Render the listing below as a JSON list of strings, one string per line, omitting blank lines. Begin at the first line of the listing and stop after the line that contains "17 138 L 22", including both of those lines.

— start of Exercise input —

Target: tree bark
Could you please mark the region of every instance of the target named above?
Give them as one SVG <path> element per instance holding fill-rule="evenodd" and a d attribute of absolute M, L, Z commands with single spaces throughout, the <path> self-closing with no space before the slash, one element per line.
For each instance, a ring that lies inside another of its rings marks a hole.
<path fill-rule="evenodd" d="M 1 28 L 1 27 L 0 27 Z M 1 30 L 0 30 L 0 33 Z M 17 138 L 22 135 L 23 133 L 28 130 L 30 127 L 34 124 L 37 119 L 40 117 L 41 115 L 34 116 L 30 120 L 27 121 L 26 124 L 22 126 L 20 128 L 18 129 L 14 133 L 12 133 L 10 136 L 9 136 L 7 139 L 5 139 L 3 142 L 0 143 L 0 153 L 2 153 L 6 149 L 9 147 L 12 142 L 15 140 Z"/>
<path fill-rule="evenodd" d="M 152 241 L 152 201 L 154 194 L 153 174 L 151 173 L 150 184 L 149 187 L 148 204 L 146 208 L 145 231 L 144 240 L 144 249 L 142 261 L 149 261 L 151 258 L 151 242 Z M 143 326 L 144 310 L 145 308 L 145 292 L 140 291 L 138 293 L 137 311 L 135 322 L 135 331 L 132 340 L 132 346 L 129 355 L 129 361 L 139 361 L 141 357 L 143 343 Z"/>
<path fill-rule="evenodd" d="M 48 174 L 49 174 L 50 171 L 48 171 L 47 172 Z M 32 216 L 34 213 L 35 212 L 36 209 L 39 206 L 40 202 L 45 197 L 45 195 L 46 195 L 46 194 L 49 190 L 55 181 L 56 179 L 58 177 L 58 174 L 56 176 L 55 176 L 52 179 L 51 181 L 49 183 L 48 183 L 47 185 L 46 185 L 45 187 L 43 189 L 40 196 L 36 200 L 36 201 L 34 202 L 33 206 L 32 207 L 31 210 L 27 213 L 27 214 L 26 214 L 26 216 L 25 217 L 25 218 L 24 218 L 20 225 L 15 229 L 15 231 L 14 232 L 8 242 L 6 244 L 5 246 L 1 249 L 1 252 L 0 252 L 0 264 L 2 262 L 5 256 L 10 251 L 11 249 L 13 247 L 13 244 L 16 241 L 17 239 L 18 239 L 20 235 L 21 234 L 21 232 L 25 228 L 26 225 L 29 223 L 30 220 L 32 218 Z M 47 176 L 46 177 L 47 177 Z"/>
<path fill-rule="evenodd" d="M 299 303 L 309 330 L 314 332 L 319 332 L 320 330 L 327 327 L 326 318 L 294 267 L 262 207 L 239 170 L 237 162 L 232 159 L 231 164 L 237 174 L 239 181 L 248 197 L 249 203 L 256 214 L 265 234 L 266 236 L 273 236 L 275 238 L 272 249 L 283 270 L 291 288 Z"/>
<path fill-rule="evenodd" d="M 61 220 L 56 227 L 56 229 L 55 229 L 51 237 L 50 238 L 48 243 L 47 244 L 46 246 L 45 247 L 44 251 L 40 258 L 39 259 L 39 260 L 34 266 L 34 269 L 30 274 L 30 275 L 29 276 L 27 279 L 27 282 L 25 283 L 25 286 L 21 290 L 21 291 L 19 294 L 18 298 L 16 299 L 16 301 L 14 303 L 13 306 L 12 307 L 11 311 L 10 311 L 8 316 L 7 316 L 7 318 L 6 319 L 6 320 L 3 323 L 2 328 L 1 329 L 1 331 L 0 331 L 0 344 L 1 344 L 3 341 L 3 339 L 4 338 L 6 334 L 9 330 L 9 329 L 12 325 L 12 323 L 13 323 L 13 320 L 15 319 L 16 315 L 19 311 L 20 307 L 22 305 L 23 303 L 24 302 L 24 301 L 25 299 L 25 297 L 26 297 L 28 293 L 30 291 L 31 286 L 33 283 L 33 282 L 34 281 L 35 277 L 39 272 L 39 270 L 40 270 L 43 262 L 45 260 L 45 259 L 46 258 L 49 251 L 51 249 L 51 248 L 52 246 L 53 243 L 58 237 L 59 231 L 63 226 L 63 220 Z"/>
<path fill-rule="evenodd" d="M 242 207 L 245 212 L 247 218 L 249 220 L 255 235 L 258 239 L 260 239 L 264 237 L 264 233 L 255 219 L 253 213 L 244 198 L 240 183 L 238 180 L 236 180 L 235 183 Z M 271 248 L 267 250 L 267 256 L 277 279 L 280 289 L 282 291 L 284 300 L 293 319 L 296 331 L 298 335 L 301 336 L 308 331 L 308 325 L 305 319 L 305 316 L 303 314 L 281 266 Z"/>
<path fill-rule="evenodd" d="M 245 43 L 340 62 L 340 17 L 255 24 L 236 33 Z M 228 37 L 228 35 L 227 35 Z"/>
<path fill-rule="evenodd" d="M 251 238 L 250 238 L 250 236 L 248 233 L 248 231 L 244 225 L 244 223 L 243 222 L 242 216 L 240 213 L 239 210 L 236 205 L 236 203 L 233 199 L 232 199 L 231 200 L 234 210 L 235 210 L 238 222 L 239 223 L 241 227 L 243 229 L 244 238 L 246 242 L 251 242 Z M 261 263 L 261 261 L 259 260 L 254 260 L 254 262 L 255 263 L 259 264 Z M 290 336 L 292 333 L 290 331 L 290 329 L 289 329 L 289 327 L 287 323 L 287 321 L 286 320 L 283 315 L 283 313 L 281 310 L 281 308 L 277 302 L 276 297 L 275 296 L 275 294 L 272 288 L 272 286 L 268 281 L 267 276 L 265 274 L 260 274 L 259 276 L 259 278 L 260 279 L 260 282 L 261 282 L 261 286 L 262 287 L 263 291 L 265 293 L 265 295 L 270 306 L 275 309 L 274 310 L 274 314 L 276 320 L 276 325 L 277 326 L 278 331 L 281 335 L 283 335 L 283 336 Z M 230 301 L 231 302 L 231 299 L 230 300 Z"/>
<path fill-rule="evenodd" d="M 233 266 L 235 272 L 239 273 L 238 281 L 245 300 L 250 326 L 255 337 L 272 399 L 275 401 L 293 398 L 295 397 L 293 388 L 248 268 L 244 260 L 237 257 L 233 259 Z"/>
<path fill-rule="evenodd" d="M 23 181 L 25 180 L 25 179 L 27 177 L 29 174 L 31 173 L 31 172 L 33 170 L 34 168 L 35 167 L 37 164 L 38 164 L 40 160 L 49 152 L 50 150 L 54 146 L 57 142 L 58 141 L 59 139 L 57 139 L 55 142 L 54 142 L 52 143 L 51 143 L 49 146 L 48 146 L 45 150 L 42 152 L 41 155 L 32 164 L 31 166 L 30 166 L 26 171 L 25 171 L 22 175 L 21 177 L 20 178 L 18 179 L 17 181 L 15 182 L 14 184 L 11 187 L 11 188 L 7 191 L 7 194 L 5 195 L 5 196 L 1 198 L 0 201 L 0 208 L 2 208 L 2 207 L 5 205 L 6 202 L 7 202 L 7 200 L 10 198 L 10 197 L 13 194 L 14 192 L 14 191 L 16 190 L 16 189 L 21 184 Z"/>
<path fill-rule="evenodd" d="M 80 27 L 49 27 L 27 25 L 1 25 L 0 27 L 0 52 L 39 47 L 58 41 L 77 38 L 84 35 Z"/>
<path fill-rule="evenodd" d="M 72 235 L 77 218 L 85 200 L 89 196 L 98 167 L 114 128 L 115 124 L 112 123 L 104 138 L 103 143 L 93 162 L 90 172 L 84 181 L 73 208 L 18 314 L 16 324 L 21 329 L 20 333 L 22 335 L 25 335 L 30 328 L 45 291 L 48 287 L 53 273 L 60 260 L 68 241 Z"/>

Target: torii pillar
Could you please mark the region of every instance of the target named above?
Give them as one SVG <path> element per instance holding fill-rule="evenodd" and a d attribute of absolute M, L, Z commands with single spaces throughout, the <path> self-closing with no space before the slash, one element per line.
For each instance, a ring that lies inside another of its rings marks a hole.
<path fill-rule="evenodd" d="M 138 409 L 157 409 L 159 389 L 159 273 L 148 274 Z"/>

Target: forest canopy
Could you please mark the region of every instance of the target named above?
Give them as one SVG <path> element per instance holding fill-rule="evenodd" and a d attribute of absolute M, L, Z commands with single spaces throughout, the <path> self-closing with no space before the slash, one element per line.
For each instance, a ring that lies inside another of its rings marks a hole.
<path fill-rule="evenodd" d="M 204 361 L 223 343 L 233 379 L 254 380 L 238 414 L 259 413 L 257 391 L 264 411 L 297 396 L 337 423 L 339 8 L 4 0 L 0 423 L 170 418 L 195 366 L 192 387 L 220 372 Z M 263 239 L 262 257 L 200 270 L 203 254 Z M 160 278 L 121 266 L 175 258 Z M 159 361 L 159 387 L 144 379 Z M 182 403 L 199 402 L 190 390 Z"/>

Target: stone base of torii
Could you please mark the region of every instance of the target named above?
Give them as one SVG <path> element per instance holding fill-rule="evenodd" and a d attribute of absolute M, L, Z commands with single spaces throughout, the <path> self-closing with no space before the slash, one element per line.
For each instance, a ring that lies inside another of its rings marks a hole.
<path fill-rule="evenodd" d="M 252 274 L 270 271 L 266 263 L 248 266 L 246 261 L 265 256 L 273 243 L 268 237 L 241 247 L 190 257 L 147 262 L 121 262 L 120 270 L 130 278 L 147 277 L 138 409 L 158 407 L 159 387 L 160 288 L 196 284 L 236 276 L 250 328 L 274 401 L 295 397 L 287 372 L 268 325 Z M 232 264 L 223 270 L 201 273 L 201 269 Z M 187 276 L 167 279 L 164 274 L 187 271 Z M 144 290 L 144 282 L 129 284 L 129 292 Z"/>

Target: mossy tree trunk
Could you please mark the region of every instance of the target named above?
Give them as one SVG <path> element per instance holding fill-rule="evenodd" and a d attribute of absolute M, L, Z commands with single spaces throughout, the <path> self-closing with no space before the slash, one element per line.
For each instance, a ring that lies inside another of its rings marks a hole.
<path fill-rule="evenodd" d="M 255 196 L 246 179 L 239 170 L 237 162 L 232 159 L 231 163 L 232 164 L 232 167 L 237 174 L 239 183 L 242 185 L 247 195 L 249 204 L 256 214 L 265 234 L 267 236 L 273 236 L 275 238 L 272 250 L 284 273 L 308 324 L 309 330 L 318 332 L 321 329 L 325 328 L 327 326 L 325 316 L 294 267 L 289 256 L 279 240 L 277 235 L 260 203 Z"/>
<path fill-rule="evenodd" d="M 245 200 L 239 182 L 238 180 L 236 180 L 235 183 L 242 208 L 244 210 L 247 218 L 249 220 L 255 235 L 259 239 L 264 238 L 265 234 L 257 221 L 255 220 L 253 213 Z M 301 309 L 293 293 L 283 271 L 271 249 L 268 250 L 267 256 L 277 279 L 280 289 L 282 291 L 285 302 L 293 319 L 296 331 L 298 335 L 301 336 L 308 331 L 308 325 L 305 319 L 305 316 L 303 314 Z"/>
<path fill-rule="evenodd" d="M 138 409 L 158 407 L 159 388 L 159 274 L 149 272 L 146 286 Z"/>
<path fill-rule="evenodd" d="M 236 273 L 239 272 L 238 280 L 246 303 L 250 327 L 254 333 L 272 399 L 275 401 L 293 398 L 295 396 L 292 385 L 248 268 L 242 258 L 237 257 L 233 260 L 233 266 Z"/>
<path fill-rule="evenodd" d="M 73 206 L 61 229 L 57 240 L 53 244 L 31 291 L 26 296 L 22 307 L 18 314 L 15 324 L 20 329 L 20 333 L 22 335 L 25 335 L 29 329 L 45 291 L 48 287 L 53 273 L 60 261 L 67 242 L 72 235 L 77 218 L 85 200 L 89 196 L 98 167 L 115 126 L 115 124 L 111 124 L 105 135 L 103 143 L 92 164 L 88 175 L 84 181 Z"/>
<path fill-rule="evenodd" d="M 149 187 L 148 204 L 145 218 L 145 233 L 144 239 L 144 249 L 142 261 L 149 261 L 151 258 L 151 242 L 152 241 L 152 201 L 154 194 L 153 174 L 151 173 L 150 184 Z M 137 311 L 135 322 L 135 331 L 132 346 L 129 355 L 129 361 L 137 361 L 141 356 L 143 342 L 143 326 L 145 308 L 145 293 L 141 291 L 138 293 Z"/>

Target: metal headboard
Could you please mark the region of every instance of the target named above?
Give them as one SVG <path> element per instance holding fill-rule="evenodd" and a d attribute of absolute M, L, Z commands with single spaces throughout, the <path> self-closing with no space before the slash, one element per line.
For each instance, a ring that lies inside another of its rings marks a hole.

— end of Exercise input —

- _Complete response_
[
  "Target: tree bark",
  "Could you please mark the region of every instance of the target named above?",
  "Give them as one SVG <path> element per instance holding fill-rule=\"evenodd\" and a d attribute of absolute M, L, Z commands with single spaces throughout, the <path> self-closing with no space before the slash, one element per line.",
  "For each instance, a ring that lies inside another of its rings marks a hole.",
  "<path fill-rule=\"evenodd\" d=\"M 1 28 L 1 27 L 0 27 Z M 1 30 L 0 30 L 0 33 Z M 17 138 L 22 135 L 23 133 L 28 130 L 30 127 L 34 124 L 37 119 L 40 117 L 41 115 L 34 116 L 30 120 L 27 121 L 26 124 L 22 126 L 20 128 L 18 129 L 14 133 L 12 133 L 10 136 L 9 136 L 7 139 L 5 139 L 3 142 L 0 143 L 0 153 L 2 153 L 6 149 L 9 147 L 12 142 L 15 140 Z\"/>"
]